_Your objective_. Extract, unaltered, the stretch of the Alonso Zumaeta biography that starts at the words "In 1931 he participated" and ends after "Bautista Rossetti Colombino.".
[Passage Boundary: Start]
Member of the Chamber of Deputies
- In office 27 August 1957 – 15 May 1965
- Constituency: 6th Departmental Grouping

Personal details
- Born: 26 July 1907 Gultro, Chile
- Died: 8 September 1987 (aged 80) Viña del Mar, Chile
- Party: Socialist Party
- Spouse(s): Aída Reyes Laura Fernández
- Children: Two
- Parent(s): Pedro Zumaeta Celinda Faune
- Occupation: Physician, politician

= Alonso Zumaeta =

Chilean physician and politician (1907-1987)

Alonso Zumaeta Faune (26 July 1907 – 8 September 1987) was a Chilean physician and politician affiliated with the Socialist Party. He served as Deputy of the Republic for the 6th Departmental Grouping – Valparaíso and Quillota – between 1957 and 1965. Known for his medical and social activism, he became an emblematic socialist leader in the Valparaíso region.

==Biography==
Born in Gultro, Rancagua conurbation, on 26 July 1907, he was the third of five children of Pedro Zumaeta and Celinda Faune, a family dedicated to agriculture. He completed secondary education at the San Martín Institute of Curicó (Marist Brothers). At 16 he entered the Faculty of Medicine of the University of Chile, sharing classrooms and residence with Salvador Allende, at the Pensionado Belisario Torres for provincial students. He graduated as a surgeon on 11 November 1931, with the thesis “Study of Mean Pressure in Clinical Practice.”

In 1931 he participated in university protests against President General Carlos Ibáñez del Campo, contributing to his resignation and exile. At 23 he was appointed physician at the Hospital of Chimbarongo, serving 1932–1936. During this time he joined the Socialist Party in Molina. Conflicts with local landowners led to his transfer to Castro, Chiloé, where he became director of the local hospital (1936–1939). There he founded 14 socialist sections and befriended the lawyer Juan Bautista Rossetti Colombino.
[Passage Boundary: End]
[Information Boundary: Start]
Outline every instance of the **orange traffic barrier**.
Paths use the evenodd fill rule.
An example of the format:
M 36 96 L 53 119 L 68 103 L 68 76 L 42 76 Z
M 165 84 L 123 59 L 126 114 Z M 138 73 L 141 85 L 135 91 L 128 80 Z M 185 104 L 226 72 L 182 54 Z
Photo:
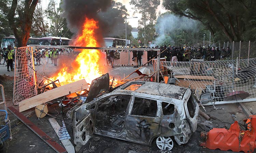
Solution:
M 253 152 L 256 148 L 256 115 L 250 116 L 249 119 L 250 130 L 241 130 L 238 122 L 236 121 L 228 130 L 213 128 L 208 133 L 201 132 L 201 137 L 204 142 L 200 145 L 210 149 Z

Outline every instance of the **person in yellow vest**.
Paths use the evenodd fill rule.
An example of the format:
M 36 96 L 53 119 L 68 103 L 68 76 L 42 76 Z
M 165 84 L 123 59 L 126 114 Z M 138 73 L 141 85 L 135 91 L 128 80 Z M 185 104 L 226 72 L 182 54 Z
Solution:
M 58 58 L 58 53 L 57 52 L 57 51 L 55 49 L 53 49 L 53 51 L 52 52 L 52 58 L 53 59 L 53 63 L 54 63 L 54 66 L 57 66 L 57 58 Z
M 5 57 L 6 57 L 6 63 L 7 63 L 7 71 L 10 72 L 9 70 L 9 67 L 11 67 L 11 70 L 14 71 L 13 65 L 13 55 L 14 51 L 12 49 L 12 46 L 10 45 L 7 46 L 7 49 L 5 51 Z
M 49 53 L 48 52 L 48 49 L 46 48 L 45 50 L 45 58 L 46 58 L 46 63 L 48 64 L 49 62 Z

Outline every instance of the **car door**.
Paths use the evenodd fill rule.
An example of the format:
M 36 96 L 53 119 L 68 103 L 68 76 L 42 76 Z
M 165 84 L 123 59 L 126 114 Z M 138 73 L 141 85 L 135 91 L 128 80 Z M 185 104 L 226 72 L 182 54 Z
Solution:
M 93 107 L 95 107 L 95 106 Z M 75 109 L 73 113 L 73 135 L 76 152 L 87 143 L 94 130 L 90 107 L 89 104 L 84 104 Z
M 188 119 L 191 131 L 195 132 L 197 126 L 197 118 L 199 112 L 199 106 L 189 89 L 187 89 L 185 92 L 182 100 L 184 101 L 186 116 Z
M 155 100 L 133 97 L 125 119 L 126 139 L 149 144 L 152 138 L 161 133 L 159 109 Z

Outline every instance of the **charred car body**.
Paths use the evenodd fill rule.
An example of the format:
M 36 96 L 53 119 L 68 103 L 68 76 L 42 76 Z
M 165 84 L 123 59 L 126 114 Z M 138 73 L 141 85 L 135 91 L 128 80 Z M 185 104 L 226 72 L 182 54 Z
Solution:
M 186 143 L 197 128 L 198 106 L 185 88 L 131 82 L 88 102 L 73 112 L 77 151 L 93 133 L 170 150 L 173 138 Z

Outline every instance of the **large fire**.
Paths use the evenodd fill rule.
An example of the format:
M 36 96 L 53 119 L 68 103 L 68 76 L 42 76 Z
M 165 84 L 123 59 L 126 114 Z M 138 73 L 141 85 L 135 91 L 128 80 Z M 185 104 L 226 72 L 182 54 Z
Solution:
M 77 45 L 97 47 L 95 36 L 95 31 L 99 28 L 97 24 L 98 22 L 93 19 L 86 18 L 82 32 L 76 39 Z M 59 79 L 62 85 L 82 79 L 85 79 L 87 83 L 90 83 L 92 80 L 102 75 L 98 65 L 100 54 L 100 51 L 98 50 L 82 49 L 73 63 L 75 66 L 73 67 L 73 70 L 68 70 L 67 67 L 63 65 L 57 76 L 49 79 L 52 81 Z

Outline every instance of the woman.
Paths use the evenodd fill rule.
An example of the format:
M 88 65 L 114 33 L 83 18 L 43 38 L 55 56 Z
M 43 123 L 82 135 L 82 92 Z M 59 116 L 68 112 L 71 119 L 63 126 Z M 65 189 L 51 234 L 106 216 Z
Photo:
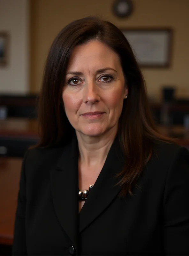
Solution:
M 156 131 L 121 32 L 92 17 L 64 28 L 39 107 L 13 255 L 189 255 L 189 153 Z

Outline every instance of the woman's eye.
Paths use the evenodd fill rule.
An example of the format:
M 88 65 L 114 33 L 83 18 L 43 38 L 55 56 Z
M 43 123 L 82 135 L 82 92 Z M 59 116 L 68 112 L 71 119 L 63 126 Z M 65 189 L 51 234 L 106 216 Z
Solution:
M 77 85 L 78 84 L 78 81 L 80 80 L 78 78 L 72 78 L 70 79 L 68 82 L 68 84 L 71 85 Z M 71 82 L 73 83 L 71 84 Z
M 109 83 L 111 81 L 113 78 L 112 76 L 111 75 L 103 75 L 101 76 L 99 80 L 102 83 Z M 79 84 L 79 81 L 80 81 L 80 79 L 77 77 L 74 77 L 70 79 L 68 81 L 68 84 L 73 86 L 77 85 Z
M 111 79 L 110 80 L 109 80 L 109 78 L 110 77 L 111 78 Z M 110 76 L 110 75 L 104 75 L 104 76 L 102 76 L 101 77 L 101 80 L 102 78 L 103 78 L 103 80 L 101 80 L 102 82 L 103 82 L 104 83 L 109 83 L 109 82 L 111 82 L 111 81 L 112 79 L 113 78 L 113 77 L 112 76 Z

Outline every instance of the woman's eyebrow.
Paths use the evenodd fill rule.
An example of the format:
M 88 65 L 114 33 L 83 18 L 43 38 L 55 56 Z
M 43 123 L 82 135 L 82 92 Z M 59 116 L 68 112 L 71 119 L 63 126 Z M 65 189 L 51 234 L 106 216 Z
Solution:
M 109 70 L 110 69 L 113 70 L 113 71 L 114 71 L 116 73 L 117 73 L 117 72 L 115 69 L 112 68 L 101 68 L 100 69 L 98 69 L 96 71 L 96 73 L 97 74 L 99 74 L 99 73 L 102 73 L 102 72 L 104 72 L 104 71 L 106 71 L 107 70 Z M 66 73 L 66 75 L 74 75 L 76 76 L 81 76 L 82 75 L 83 75 L 83 73 L 82 72 L 77 72 L 77 71 L 69 71 L 68 73 Z

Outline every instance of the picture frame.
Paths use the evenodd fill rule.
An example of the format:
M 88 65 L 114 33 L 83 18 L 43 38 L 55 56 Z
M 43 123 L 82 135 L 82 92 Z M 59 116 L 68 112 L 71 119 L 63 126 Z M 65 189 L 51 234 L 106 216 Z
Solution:
M 0 67 L 8 64 L 9 37 L 7 33 L 0 31 Z
M 142 68 L 168 68 L 171 64 L 173 30 L 170 28 L 120 29 Z

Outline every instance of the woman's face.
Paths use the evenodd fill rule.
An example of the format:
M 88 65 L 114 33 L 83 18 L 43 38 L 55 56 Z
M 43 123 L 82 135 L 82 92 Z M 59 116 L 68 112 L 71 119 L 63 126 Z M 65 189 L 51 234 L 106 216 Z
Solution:
M 76 132 L 95 136 L 111 129 L 117 132 L 127 94 L 116 53 L 96 41 L 75 47 L 62 97 L 66 115 Z

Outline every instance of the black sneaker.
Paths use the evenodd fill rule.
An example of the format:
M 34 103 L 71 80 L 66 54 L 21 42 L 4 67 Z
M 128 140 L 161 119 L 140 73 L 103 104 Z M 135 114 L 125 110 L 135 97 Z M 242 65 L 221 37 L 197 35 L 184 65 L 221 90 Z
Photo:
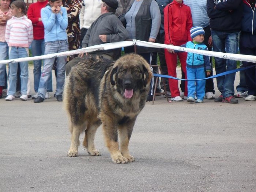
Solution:
M 221 95 L 214 99 L 214 102 L 219 103 L 220 102 L 222 102 L 223 100 L 223 96 Z
M 43 97 L 41 95 L 38 95 L 37 98 L 34 100 L 34 103 L 41 103 L 45 100 Z
M 56 95 L 56 98 L 58 101 L 62 101 L 62 95 Z

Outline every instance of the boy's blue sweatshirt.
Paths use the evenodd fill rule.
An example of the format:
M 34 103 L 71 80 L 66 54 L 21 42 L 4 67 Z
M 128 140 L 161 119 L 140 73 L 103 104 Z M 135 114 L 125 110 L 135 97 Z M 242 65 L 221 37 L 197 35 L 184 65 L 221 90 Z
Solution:
M 46 6 L 41 10 L 41 18 L 44 27 L 45 42 L 67 40 L 68 14 L 65 8 L 61 7 L 60 11 L 55 14 L 50 6 Z
M 180 46 L 194 49 L 208 50 L 207 46 L 203 43 L 195 44 L 192 41 L 188 41 Z M 177 52 L 179 51 L 175 50 L 175 52 Z M 188 52 L 187 58 L 187 67 L 190 68 L 204 67 L 206 71 L 211 71 L 210 57 L 206 55 Z

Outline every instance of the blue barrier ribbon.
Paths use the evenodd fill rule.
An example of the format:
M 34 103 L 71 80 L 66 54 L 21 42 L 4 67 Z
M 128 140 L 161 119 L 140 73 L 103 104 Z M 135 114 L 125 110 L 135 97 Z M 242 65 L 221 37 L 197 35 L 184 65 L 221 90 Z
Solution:
M 206 78 L 204 78 L 203 79 L 179 79 L 178 78 L 173 77 L 172 76 L 170 76 L 170 75 L 161 75 L 161 74 L 153 74 L 153 75 L 155 77 L 168 78 L 169 79 L 176 79 L 176 80 L 182 80 L 184 81 L 198 81 L 200 80 L 205 80 L 206 79 L 212 79 L 214 78 L 220 77 L 221 76 L 226 75 L 227 75 L 231 74 L 233 73 L 236 73 L 238 71 L 247 69 L 249 69 L 251 67 L 253 67 L 255 66 L 256 66 L 256 64 L 253 65 L 245 67 L 242 67 L 241 68 L 238 68 L 238 69 L 235 69 L 231 70 L 231 71 L 225 71 L 225 72 L 223 72 L 223 73 L 221 73 L 220 74 L 218 74 L 218 75 L 213 75 L 212 76 L 211 76 L 210 77 L 207 77 Z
[Information Boundary: End]
_Reply to the exercise_.
In 1931 he participated in university protests against President General Carlos Ibáñez del Campo, contributing to his resignation and exile. At 23 he was appointed physician at the Hospital of Chimbarongo, serving 1932–1936. During this time he joined the Socialist Party in Molina. Conflicts with local landowners led to his transfer to Castro, Chiloé, where he became director of the local hospital (1936–1939). There he founded 14 socialist sections and befriended the lawyer Juan Bautista Rossetti Colombino.